Work item: Please return every line below that contains the string "green".

Input data:
........

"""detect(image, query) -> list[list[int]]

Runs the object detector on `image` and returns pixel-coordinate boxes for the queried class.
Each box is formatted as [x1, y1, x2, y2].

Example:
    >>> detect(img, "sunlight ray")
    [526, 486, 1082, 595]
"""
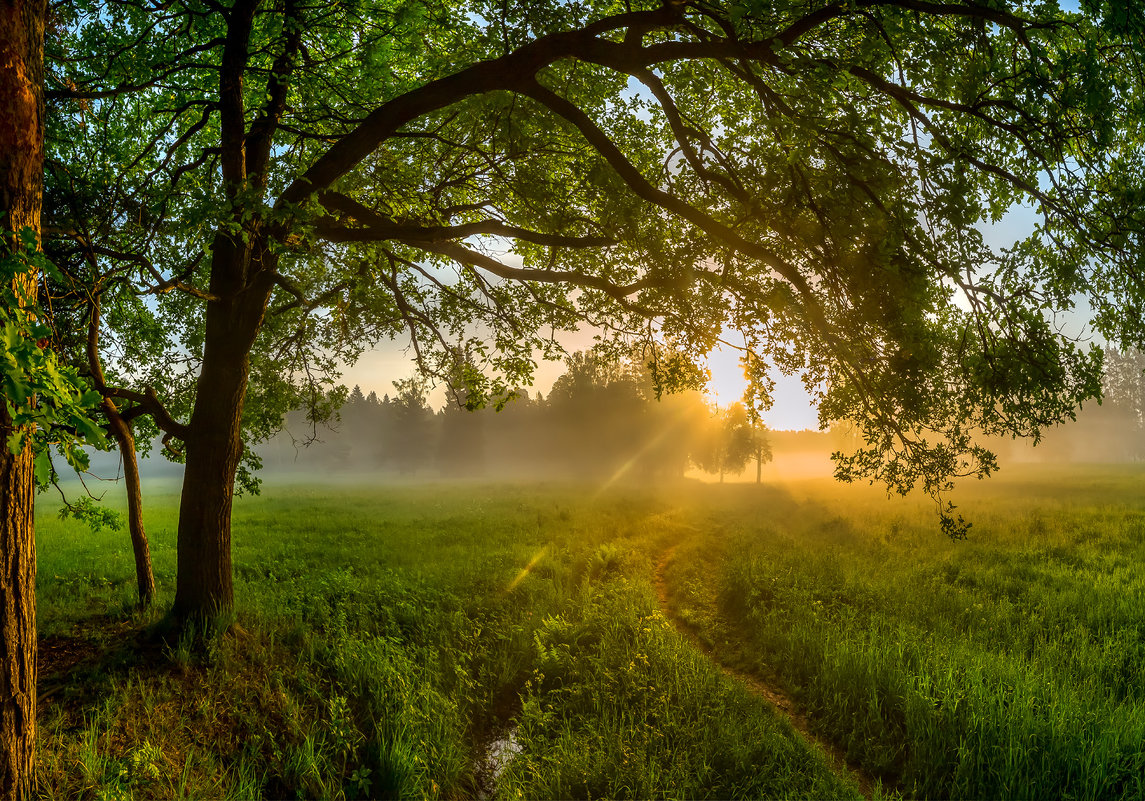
[508, 545, 549, 591]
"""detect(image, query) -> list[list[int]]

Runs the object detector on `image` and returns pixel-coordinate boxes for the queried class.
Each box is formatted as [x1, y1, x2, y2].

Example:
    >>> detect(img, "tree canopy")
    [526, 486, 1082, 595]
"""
[37, 0, 1145, 617]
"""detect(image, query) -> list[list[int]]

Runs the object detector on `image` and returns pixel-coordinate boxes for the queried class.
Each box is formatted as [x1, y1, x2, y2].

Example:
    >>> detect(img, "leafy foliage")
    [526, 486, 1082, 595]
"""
[1, 227, 106, 486]
[41, 0, 1145, 521]
[693, 402, 757, 478]
[56, 495, 121, 532]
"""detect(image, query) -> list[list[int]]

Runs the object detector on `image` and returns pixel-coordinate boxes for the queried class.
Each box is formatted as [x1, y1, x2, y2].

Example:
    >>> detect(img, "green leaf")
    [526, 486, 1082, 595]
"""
[6, 430, 25, 456]
[33, 451, 51, 486]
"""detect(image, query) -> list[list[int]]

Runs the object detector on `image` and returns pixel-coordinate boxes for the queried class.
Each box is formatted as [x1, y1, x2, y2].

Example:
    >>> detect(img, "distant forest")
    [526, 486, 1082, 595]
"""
[260, 348, 776, 481]
[999, 348, 1145, 464]
[260, 347, 1145, 478]
[100, 347, 1145, 484]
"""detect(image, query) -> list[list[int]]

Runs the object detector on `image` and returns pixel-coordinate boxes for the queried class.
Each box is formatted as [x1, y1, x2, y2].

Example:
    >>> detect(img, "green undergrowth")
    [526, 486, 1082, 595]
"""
[33, 479, 853, 799]
[666, 466, 1145, 800]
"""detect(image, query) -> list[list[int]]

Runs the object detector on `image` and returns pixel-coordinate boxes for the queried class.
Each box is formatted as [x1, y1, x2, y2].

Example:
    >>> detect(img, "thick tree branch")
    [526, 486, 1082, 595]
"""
[277, 5, 683, 207]
[412, 238, 660, 318]
[315, 191, 615, 248]
[517, 81, 805, 291]
[219, 0, 259, 187]
[104, 385, 190, 441]
[246, 0, 302, 184]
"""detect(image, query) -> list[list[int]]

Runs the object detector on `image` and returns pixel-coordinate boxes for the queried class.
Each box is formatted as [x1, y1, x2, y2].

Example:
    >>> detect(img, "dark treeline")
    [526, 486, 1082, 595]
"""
[93, 348, 1145, 485]
[259, 348, 772, 482]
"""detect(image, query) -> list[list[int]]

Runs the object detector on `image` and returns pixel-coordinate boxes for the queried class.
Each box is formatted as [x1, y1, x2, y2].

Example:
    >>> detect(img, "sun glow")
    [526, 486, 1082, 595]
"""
[703, 340, 821, 431]
[702, 342, 749, 407]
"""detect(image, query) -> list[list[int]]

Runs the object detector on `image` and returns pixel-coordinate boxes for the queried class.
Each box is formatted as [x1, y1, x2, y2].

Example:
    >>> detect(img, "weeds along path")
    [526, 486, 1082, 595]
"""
[654, 545, 876, 800]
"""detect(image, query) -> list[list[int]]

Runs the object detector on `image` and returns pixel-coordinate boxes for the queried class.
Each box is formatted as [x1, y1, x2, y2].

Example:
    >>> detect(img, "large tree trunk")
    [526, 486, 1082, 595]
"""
[171, 0, 291, 626]
[0, 1, 46, 797]
[171, 359, 244, 621]
[0, 437, 34, 801]
[171, 238, 273, 623]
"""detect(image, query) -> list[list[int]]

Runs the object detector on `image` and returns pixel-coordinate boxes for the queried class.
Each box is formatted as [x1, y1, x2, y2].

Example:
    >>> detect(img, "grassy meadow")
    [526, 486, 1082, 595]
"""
[31, 465, 1145, 799]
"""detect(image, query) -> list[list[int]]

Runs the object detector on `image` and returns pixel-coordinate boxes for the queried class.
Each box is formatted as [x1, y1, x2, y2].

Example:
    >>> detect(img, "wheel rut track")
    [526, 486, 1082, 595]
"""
[654, 544, 876, 800]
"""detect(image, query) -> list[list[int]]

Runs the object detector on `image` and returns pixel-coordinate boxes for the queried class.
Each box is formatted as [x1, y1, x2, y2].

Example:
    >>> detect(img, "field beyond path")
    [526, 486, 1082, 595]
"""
[31, 465, 1145, 799]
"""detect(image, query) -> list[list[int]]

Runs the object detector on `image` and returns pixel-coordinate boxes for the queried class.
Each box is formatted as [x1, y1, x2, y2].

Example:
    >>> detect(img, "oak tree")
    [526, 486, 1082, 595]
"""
[43, 0, 1145, 623]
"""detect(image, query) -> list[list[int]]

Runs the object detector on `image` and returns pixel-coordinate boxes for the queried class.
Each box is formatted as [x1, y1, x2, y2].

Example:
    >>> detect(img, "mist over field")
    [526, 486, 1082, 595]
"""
[87, 347, 1145, 488]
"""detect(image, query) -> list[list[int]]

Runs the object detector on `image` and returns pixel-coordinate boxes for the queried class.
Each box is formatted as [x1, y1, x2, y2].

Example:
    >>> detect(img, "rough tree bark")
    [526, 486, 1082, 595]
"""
[0, 0, 46, 797]
[171, 238, 275, 622]
[108, 413, 154, 607]
[0, 430, 35, 801]
[170, 0, 285, 624]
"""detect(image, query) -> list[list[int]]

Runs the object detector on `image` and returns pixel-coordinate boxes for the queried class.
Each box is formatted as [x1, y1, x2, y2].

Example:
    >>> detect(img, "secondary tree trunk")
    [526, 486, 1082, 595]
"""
[89, 298, 156, 608]
[107, 411, 155, 607]
[171, 237, 273, 624]
[0, 1, 46, 797]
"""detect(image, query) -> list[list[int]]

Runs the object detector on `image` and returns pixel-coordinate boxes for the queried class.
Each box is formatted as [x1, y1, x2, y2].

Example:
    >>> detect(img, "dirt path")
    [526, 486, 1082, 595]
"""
[654, 545, 876, 800]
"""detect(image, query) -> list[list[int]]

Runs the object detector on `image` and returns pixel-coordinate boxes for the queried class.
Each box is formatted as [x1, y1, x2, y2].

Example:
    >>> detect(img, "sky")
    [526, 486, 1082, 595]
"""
[338, 202, 1050, 431]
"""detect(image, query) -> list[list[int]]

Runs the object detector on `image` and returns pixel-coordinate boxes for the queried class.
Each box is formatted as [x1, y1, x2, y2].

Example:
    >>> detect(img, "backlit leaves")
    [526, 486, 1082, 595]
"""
[1, 228, 107, 487]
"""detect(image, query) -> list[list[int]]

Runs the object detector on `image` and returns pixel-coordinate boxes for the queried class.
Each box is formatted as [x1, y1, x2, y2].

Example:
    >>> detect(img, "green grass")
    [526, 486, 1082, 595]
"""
[35, 466, 1145, 799]
[666, 465, 1145, 800]
[33, 479, 858, 800]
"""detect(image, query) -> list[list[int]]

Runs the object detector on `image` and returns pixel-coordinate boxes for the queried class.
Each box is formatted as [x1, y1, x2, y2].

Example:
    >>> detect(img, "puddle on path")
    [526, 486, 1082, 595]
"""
[475, 726, 522, 799]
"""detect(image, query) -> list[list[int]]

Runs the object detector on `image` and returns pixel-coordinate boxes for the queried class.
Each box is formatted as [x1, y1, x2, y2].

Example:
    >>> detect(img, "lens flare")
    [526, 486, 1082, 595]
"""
[594, 403, 697, 496]
[508, 545, 549, 591]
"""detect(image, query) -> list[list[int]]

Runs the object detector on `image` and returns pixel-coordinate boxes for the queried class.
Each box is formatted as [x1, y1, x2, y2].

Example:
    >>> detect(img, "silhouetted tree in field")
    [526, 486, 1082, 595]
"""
[693, 402, 755, 482]
[749, 424, 774, 484]
[1099, 349, 1145, 460]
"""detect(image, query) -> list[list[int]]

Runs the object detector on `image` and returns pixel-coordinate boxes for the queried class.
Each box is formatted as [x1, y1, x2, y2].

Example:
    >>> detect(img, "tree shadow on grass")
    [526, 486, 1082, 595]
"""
[37, 613, 179, 723]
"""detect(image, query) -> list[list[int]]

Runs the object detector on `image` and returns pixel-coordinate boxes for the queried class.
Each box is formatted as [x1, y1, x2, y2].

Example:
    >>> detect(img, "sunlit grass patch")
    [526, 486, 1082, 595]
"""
[500, 579, 863, 799]
[670, 466, 1145, 799]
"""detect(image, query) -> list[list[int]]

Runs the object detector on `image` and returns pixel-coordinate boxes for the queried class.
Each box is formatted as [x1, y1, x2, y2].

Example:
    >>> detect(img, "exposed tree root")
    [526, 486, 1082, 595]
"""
[654, 545, 877, 800]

........

Your response:
    >>> detect(img, "green leaf")
    >>> detect(img, "green undergrowth")
    >>> detect(img, "green grass")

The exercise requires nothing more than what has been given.